MATERIAL FOR THIS EXERCISE:
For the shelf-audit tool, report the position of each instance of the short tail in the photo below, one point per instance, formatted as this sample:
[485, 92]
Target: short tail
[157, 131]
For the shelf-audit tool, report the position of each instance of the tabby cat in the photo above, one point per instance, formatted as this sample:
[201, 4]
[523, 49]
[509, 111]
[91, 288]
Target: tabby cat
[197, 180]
* * *
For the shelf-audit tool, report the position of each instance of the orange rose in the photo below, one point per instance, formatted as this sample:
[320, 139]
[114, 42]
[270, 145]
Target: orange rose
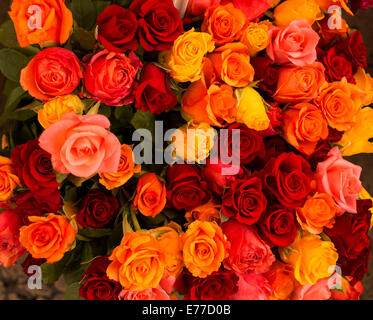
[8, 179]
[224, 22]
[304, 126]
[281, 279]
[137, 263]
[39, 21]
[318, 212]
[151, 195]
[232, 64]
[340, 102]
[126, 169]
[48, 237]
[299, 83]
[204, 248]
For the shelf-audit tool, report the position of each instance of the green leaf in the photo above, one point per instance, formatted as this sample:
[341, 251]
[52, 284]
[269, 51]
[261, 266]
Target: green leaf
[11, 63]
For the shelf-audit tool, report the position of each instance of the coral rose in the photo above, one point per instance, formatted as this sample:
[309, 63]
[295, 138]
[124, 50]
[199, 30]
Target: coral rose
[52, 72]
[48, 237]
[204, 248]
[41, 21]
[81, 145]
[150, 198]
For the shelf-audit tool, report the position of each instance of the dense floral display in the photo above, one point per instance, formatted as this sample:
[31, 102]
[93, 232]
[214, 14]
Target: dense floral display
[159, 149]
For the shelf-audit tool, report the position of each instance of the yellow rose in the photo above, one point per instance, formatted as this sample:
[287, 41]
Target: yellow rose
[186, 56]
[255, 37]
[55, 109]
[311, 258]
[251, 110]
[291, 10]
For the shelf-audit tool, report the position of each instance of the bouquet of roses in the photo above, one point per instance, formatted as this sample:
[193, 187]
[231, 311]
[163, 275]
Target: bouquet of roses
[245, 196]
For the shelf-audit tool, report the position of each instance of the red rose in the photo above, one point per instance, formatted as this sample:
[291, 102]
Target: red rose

TO DO:
Whenever "below" shows up in a line of the listing, copy that whole line.

RESPONSE TO THIS TASK:
For the shelf-audit tool, report the position of each instance of the short tail in the photo below, one point per instance, formatted as this sample:
For the shelf-audit tool, report the position of each instance of the orange rose in the photo below, one point per instance, formatted as this sample:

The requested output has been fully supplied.